→ **What is expected**
Every line below between the one holding "point: one pixel per instance, each like <point>416,673</point>." and the one holding "point: one pixel per instance, each like <point>189,26</point>.", inclusive, should be copied exactly, and no other line.
┌─ Recorded information
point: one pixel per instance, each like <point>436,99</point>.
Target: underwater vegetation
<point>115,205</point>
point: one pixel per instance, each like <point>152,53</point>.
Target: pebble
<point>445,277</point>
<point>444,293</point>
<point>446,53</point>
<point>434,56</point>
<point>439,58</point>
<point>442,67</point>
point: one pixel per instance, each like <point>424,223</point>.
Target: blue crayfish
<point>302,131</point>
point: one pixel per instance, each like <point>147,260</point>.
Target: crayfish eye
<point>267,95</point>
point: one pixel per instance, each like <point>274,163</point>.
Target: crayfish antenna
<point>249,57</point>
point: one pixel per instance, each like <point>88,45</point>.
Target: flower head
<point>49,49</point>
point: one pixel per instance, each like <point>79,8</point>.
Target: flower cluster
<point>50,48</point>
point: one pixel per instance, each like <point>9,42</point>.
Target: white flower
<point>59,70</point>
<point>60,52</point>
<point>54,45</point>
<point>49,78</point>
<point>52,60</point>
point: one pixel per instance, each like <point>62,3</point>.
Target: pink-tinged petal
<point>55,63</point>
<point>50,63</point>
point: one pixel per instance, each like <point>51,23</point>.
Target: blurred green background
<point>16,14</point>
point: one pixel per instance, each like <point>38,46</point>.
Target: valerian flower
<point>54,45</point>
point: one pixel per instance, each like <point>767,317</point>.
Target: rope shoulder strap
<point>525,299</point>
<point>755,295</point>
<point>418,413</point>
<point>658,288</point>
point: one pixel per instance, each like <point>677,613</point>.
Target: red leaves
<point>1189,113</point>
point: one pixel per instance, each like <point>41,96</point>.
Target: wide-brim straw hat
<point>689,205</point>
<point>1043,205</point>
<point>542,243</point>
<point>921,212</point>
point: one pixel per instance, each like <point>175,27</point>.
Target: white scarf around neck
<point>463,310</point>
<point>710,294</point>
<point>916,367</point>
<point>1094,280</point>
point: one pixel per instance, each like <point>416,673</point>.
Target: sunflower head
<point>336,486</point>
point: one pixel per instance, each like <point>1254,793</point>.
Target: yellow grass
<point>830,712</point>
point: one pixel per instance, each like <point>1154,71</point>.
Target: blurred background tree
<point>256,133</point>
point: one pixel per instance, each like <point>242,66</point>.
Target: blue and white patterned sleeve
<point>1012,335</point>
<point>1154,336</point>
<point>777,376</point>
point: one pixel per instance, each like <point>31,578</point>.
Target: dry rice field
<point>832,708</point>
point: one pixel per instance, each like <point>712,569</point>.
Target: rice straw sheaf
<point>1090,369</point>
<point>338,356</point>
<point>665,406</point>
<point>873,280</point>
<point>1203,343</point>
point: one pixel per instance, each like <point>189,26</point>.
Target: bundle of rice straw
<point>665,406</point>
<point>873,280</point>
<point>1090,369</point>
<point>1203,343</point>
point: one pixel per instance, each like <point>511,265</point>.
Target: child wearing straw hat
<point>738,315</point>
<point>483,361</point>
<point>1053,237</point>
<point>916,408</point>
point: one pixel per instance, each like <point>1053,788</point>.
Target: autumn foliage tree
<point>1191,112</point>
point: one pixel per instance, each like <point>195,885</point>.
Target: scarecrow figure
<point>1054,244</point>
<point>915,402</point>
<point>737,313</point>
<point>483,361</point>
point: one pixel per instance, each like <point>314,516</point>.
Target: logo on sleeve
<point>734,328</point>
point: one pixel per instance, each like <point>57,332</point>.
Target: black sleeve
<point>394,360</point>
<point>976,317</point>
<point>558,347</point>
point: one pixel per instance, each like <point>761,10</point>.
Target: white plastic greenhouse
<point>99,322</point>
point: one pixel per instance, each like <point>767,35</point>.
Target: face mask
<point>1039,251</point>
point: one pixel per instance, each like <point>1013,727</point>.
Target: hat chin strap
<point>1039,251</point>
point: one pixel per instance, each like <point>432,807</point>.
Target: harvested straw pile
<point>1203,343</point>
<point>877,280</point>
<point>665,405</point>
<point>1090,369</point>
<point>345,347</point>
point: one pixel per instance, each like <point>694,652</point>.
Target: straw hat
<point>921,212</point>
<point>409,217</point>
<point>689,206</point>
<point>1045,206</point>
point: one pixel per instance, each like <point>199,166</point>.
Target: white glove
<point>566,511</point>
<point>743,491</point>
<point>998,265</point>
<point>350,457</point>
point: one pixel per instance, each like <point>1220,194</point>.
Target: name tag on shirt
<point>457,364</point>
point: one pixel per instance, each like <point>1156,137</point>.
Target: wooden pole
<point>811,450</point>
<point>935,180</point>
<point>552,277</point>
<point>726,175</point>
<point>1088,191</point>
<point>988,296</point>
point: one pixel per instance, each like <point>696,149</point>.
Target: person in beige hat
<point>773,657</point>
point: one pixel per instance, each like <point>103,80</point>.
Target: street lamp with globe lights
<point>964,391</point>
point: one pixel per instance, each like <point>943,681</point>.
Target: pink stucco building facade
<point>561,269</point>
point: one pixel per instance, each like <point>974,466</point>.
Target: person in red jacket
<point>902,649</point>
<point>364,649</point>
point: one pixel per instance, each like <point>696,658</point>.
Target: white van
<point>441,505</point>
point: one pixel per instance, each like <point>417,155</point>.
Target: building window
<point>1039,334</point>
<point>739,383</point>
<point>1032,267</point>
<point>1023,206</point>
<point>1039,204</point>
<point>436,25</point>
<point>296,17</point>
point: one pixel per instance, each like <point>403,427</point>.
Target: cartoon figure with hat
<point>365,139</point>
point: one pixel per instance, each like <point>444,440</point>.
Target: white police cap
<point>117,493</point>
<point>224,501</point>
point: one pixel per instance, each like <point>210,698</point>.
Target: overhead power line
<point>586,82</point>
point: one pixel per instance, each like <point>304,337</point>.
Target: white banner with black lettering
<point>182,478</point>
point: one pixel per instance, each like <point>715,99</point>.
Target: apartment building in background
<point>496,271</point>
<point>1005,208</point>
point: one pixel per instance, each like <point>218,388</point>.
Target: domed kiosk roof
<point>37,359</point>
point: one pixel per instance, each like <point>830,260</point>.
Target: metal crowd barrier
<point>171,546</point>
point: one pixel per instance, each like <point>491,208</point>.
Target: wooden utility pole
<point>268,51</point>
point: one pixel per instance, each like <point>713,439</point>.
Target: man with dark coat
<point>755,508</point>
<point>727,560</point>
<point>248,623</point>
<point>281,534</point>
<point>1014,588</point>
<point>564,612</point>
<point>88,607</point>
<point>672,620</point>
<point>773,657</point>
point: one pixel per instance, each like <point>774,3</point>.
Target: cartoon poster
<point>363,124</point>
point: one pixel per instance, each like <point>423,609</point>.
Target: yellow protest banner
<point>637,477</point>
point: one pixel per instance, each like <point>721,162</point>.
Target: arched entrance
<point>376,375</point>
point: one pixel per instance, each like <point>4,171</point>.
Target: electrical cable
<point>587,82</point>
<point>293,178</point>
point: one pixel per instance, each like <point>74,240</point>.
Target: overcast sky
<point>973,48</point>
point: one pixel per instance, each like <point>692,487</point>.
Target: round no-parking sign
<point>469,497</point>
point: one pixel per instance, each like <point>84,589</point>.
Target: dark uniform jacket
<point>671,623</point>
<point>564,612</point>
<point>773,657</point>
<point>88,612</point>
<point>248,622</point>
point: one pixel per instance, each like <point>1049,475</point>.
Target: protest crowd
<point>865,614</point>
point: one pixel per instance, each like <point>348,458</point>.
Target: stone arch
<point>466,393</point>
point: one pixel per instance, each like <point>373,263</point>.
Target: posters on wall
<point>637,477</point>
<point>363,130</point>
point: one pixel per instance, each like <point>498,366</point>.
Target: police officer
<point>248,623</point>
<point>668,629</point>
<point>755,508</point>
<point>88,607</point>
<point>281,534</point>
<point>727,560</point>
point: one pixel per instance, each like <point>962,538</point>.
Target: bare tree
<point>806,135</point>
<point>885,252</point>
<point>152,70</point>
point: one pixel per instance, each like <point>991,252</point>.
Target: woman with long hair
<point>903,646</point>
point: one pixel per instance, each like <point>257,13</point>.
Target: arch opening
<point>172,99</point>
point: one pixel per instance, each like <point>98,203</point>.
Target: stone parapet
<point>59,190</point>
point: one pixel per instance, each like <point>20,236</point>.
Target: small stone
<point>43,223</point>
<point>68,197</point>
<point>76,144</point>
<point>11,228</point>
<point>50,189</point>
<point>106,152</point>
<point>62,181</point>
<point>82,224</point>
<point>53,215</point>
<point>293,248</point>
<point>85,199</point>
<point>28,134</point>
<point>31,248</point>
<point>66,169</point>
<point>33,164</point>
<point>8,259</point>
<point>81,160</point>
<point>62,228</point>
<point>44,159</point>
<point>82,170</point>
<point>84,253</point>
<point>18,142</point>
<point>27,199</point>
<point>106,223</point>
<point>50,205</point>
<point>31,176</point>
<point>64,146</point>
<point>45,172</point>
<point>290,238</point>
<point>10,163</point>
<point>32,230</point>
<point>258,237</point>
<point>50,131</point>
└─
→ **Response to the exercise**
point: one pixel per instance, each like <point>416,673</point>.
Target: sunflower head
<point>336,486</point>
point: one pixel per instance, each like <point>1254,793</point>.
Target: yellow grass
<point>830,712</point>
point: one pixel per instance, each like <point>1154,71</point>.
Target: blurred background tree
<point>256,133</point>
point: one pixel per instance, each like <point>242,66</point>.
Target: blue and white patterned sleeve
<point>1012,335</point>
<point>1154,336</point>
<point>777,376</point>
point: one pixel per instance, each like <point>31,578</point>.
Target: dry rice field
<point>832,708</point>
point: one pixel per instance, each like <point>712,569</point>.
Target: rice straw sheaf
<point>1090,369</point>
<point>338,356</point>
<point>665,406</point>
<point>873,280</point>
<point>1203,343</point>
point: one pixel per instance, each like <point>189,26</point>.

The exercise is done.